- [Short exercise]:
Find each line below that contains the word "glass", and copy all of those lines.

---- Material for this task

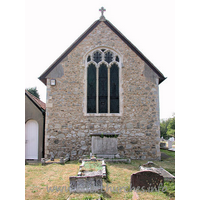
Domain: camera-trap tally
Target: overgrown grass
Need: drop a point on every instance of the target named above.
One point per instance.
(117, 185)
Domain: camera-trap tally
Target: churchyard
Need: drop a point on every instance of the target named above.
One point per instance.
(51, 181)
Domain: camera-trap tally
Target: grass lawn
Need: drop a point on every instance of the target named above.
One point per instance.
(41, 180)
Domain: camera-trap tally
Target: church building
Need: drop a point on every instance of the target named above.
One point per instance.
(102, 98)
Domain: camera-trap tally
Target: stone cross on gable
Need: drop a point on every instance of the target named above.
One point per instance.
(102, 18)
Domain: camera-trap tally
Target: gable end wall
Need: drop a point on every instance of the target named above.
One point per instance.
(68, 129)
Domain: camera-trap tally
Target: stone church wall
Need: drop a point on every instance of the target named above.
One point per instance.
(68, 129)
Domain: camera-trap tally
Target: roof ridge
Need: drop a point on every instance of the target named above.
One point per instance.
(37, 101)
(82, 36)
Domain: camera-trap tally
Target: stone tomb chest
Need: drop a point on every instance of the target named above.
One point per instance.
(88, 179)
(104, 145)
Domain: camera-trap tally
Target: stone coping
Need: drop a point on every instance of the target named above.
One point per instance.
(83, 177)
(104, 134)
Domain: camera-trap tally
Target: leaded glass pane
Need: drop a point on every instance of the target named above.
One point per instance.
(91, 89)
(117, 59)
(97, 57)
(103, 89)
(114, 89)
(108, 57)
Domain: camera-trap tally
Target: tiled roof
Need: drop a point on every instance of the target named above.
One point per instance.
(37, 101)
(116, 31)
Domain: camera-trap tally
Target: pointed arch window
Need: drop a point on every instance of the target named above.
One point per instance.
(103, 82)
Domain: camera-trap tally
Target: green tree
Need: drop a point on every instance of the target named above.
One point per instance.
(34, 92)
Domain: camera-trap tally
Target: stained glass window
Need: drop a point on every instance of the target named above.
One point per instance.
(117, 58)
(97, 98)
(91, 89)
(108, 57)
(103, 89)
(97, 57)
(88, 59)
(114, 89)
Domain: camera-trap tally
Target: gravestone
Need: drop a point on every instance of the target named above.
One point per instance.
(146, 180)
(150, 166)
(162, 145)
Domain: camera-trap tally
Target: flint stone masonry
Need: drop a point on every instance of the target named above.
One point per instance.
(104, 145)
(67, 123)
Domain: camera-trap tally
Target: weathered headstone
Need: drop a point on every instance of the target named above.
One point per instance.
(52, 156)
(163, 145)
(146, 179)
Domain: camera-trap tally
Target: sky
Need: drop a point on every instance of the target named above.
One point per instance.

--------

- [Full answer]:
Target: leaded glass pane
Target: stained glass window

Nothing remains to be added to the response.